任务要求 A -
根据下方的TPC-H数据导入说明,回答以下问题:
(i) orders表的数据条数是多少?
(ii) 在AnalyticDB for MySQL和MySQL中,用哪种语句导入dbgen生成的文件?
(iii) 在Presto、Spark以及Impala中,可以通过什么方式导入测试数据?

本文介绍如何将TPC-H 100GB测试数据分别导入AnalyticDB for MySQL、MySQL、Presto、Spark以及Impala中。

下表列出了TPC-H测试数据集中的表数据条数。

表名 数据条数
customer 15000000
lineitem 600037902
nation 25
orders 150000000
part 20000000
partsupp 80000000
region 5
supplier 1000000

AnalyticDB for MySQL/MySQL

  • 在AnalyticDB for MySQL和MySQL中,使用LOAD DATA导入dbgen生成的文件。
    LOAD DATA LOCAL INFILE 'customer.tbl' INTO TABLE CUSTOMER 
    FIELDS TERMINATED BY '|'  LINES TERMINATED BY '\r\n';
    LOAD DATA LOCAL INFILE 'orders.tbl'   INTO TABLE ORDERS   
    FIELDS TERMINATED BY '|'  LINES TERMINATED BY '\r\n';
    LOAD DATA LOCAL INFILE 'lineitem.tbl' INTO TABLE LINEITEM 
    FIELDS TERMINATED BY '|'  LINES TERMINATED BY '\r\n';
    LOAD DATA LOCAL INFILE 'nation.tbl'   INTO TABLE NATION   
    FIELDS TERMINATED BY '|'  LINES TERMINATED BY '\r\n';
    LOAD DATA LOCAL INFILE 'partsupp.tbl' INTO TABLE PARTSUPP 
    FIELDS TERMINATED BY '|'  LINES TERMINATED BY '\r\n';
    LOAD DATA LOCAL NFILE 'part.tbl'     INTO TABLE PART     
    FIELDS TERMINATED BY '|'   LINES TERMINATED BY '\r\n';
    LOAD DATA LOCAL INFILE 'region.tbl'   INTO TABLE REGION   
    FIELDS TERMINATED BY '|'  LINES TERMINATED BY '\r\n';
    LOAD DATA LOCAL INFILE 'supplier.tbl' INTO TABLE SUPPLIER 
    FIELDS TERMINATED BY '|'  LINES TERMINATED BY '\r\n';
  • 在AnalyticDB for MySQL中,还可以通过OSS外表方式导入测试数据,请参见将OSS数据导入AnalyticDB for MySQL

Presto/Spark/Impala

在Presto、Spark以及Impala中,可以通过外表方式导入测试数据。

[已收集的数据条目]
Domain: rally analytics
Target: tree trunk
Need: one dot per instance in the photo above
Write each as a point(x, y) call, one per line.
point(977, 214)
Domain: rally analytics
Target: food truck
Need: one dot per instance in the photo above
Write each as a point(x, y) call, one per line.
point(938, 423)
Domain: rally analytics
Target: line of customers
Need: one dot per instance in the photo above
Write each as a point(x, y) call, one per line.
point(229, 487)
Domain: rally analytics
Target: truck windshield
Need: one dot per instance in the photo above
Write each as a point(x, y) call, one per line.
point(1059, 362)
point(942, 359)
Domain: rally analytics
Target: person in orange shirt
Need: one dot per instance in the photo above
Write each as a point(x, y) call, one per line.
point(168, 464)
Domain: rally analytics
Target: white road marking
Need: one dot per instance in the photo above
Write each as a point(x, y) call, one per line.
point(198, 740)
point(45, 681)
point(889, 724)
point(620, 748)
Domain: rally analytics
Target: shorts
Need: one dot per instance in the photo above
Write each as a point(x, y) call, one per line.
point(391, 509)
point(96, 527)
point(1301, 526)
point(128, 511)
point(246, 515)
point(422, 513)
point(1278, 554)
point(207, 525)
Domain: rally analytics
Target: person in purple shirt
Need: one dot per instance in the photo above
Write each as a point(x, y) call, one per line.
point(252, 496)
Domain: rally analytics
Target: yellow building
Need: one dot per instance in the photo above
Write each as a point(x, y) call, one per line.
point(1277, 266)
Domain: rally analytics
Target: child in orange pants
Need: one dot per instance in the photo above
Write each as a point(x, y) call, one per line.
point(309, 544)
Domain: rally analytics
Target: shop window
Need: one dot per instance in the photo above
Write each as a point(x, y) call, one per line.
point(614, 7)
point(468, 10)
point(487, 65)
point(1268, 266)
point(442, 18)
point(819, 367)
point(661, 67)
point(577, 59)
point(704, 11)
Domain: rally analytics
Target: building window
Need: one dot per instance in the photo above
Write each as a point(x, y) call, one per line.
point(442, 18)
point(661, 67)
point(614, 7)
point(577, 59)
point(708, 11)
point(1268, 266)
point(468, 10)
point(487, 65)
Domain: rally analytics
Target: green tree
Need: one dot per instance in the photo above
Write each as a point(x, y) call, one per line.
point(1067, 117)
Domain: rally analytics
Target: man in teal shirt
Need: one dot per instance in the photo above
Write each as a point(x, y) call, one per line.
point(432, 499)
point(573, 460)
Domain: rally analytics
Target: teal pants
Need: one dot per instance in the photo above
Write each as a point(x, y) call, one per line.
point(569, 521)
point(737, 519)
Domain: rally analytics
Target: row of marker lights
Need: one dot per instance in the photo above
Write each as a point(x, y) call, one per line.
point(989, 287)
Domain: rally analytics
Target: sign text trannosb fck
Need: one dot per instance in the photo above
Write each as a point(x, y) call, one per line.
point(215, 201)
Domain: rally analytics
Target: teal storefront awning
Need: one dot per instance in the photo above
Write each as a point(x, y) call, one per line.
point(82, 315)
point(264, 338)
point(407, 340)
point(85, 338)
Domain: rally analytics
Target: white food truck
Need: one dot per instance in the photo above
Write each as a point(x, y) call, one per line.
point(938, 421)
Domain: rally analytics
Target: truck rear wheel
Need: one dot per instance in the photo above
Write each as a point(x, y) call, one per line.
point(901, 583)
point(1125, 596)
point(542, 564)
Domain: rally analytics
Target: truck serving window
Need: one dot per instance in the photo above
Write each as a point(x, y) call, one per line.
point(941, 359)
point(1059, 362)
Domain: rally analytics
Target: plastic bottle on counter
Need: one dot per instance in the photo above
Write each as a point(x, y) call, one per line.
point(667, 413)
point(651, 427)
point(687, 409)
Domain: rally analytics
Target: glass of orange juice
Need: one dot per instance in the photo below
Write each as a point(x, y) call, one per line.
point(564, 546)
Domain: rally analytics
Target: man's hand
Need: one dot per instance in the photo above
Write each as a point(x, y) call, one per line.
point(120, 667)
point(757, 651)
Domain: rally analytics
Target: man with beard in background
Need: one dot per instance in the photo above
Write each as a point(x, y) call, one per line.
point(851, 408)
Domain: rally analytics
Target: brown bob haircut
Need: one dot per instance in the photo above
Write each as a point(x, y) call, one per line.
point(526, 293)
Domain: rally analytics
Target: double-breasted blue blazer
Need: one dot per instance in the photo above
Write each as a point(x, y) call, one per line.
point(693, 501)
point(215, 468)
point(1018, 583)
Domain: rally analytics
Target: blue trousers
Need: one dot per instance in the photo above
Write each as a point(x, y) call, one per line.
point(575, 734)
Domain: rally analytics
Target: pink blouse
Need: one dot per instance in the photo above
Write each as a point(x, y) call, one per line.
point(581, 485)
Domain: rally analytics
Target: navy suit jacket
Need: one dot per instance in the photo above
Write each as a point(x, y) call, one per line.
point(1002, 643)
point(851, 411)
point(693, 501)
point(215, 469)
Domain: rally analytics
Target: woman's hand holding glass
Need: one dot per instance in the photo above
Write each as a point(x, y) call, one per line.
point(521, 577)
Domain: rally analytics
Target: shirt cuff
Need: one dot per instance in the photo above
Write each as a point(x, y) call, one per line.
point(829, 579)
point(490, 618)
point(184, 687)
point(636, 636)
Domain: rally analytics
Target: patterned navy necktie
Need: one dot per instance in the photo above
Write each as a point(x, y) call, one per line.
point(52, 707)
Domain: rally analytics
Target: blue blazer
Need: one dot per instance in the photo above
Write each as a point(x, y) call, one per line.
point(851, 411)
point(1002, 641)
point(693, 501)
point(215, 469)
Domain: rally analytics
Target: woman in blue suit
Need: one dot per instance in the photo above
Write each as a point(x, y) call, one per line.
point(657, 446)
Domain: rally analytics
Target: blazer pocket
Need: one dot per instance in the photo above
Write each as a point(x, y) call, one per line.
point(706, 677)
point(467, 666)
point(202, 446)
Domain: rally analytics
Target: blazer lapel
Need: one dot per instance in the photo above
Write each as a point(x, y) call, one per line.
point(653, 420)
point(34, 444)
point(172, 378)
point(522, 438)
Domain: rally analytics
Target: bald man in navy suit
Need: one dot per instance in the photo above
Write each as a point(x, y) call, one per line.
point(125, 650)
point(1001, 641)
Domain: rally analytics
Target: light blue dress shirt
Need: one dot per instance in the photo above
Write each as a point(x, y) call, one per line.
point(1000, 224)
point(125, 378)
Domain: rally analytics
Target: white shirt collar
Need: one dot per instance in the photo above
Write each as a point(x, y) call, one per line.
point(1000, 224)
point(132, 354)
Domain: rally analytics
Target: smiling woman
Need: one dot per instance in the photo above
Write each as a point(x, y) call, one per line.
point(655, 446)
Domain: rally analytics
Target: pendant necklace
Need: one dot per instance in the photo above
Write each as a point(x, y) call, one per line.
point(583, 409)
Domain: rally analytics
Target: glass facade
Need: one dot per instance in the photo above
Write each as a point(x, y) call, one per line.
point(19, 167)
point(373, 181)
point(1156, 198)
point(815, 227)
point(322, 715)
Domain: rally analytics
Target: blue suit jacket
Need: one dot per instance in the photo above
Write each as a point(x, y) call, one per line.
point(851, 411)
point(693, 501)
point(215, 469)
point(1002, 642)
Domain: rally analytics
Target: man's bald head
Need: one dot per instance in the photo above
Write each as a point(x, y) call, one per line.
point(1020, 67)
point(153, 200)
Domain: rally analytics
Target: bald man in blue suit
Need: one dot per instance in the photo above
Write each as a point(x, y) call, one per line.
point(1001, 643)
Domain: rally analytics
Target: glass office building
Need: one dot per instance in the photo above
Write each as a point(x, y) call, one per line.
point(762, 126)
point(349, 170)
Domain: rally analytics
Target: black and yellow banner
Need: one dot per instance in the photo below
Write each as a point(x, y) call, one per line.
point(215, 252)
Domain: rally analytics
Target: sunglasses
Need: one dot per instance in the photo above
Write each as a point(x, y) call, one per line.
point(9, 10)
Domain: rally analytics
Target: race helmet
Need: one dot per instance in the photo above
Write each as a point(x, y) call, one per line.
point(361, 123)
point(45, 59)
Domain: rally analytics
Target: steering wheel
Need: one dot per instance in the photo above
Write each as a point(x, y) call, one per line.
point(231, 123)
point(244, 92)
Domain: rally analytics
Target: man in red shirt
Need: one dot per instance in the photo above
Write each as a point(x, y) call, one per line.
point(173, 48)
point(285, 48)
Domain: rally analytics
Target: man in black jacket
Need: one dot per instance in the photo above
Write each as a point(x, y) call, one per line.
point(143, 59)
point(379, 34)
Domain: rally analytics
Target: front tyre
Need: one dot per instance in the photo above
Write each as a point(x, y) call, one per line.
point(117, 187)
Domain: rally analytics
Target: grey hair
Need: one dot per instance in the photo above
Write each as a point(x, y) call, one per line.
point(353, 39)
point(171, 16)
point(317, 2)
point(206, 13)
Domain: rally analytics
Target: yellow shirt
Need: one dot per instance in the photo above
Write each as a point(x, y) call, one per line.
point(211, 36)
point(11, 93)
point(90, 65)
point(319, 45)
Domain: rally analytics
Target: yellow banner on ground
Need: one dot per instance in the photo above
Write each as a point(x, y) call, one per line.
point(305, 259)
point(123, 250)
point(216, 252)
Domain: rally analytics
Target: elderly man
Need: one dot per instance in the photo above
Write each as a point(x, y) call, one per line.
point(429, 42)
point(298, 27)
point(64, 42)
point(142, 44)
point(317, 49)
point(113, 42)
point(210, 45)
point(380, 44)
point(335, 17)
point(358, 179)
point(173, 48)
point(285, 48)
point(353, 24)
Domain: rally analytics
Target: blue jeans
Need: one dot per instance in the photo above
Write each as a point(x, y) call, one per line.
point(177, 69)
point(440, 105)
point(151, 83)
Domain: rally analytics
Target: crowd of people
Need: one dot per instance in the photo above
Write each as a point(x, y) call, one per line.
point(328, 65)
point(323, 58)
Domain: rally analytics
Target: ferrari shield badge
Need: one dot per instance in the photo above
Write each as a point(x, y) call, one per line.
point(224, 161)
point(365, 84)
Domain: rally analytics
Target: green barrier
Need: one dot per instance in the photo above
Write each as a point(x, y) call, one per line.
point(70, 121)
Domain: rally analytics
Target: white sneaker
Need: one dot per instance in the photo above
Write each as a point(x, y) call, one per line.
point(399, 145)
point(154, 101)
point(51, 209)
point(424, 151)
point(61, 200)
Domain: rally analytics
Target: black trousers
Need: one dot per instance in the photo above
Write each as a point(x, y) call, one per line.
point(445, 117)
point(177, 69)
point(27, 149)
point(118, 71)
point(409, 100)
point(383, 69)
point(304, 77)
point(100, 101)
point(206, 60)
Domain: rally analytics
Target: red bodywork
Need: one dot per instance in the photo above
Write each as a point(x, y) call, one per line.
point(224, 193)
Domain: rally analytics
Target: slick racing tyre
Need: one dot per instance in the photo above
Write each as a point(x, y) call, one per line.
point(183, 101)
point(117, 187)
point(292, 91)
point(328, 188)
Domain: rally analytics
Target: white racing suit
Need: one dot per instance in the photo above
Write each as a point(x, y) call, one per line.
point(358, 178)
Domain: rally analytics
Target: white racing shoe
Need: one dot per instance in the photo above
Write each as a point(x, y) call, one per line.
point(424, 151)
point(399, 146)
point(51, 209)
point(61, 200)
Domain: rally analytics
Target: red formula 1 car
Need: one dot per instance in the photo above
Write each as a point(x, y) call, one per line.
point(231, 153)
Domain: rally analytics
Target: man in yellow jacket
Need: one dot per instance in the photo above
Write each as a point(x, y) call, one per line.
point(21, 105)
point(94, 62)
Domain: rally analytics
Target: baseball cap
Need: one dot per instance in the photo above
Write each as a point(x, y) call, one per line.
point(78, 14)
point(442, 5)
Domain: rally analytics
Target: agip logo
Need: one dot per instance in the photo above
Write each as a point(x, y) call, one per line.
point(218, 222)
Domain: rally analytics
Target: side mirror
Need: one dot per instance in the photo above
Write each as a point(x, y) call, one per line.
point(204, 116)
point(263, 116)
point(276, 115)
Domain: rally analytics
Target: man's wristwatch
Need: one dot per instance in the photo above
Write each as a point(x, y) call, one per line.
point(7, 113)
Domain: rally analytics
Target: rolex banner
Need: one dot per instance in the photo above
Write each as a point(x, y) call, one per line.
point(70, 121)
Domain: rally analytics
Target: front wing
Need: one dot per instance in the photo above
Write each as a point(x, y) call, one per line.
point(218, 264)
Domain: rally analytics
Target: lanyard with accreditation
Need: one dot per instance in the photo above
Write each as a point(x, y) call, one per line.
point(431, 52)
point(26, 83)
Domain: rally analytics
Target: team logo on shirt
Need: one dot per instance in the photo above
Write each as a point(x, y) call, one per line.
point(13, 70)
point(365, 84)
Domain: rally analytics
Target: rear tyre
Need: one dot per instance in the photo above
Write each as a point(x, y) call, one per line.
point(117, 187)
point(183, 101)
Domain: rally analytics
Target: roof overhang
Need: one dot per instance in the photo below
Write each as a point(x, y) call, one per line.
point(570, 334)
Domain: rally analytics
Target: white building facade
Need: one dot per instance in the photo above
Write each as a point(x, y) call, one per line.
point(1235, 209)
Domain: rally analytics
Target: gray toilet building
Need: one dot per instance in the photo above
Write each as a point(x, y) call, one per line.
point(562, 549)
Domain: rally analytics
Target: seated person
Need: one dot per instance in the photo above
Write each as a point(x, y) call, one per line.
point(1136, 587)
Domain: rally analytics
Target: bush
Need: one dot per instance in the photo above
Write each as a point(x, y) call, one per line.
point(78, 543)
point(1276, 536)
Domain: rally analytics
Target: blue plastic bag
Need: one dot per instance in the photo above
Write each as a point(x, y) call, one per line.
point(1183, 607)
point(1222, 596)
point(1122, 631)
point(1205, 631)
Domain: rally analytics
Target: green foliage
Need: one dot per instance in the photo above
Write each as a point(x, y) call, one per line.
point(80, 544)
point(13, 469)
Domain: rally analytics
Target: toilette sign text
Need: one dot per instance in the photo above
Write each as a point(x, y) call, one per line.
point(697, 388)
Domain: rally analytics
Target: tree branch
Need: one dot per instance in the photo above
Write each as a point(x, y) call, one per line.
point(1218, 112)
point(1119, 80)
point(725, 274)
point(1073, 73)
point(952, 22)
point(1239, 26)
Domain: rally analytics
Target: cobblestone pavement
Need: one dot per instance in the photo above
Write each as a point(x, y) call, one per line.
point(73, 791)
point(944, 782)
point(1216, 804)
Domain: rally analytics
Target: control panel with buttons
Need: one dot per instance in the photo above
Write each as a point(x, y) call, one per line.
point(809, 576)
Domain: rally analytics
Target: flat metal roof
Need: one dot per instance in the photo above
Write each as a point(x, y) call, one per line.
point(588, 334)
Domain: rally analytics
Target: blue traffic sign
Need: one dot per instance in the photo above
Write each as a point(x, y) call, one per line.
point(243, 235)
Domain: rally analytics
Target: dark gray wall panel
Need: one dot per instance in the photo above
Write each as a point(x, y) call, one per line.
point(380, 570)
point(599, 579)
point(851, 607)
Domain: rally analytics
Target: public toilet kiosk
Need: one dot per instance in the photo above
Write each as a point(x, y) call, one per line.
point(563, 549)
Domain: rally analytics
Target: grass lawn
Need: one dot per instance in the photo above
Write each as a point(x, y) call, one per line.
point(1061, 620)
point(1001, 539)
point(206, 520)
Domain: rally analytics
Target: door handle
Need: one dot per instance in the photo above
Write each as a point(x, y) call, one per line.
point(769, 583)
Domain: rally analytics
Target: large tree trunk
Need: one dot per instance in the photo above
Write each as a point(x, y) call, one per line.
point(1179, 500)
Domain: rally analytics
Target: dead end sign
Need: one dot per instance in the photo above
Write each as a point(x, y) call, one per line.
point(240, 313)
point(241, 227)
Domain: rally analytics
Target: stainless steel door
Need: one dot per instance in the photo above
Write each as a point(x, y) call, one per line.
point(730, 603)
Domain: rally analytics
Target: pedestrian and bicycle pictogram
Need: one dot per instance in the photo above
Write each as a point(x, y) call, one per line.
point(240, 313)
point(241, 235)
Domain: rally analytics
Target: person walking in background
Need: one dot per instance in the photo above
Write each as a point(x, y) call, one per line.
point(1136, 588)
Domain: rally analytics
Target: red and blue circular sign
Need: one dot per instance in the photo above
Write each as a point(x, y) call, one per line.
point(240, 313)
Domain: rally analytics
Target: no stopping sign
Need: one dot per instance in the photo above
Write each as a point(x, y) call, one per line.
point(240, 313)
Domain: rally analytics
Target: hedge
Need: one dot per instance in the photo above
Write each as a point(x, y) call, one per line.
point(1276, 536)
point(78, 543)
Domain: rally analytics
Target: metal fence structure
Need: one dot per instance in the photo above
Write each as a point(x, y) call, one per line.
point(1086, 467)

任务要求 B -
请将上方记录中从开头起至包含“point(229, 487)”的那一行为止(含首尾两端)的部分改写为两列CSV,列名为prompt和target。每条请求占一行:prompt列填请求文本,target列填对应答案,每项各放在一个带引号的字段中,其中的换行一律改为空格。

完整输出 A -
(i) 150000000条。
(ii) LOAD DATA语句。
(iii) 外表方式。

完整输出 B -
prompt,target
"Domain: rally analytics Target: tree trunk Need: one dot per instance in the photo above Write each as a point(x, y) call, one per line.","point(977, 214)"
"Domain: rally analytics Target: food truck Need: one dot per instance in the photo above Write each as a point(x, y) call, one per line.","point(938, 423)"
"Domain: rally analytics Target: line of customers Need: one dot per instance in the photo above Write each as a point(x, y) call, one per line.","point(229, 487)"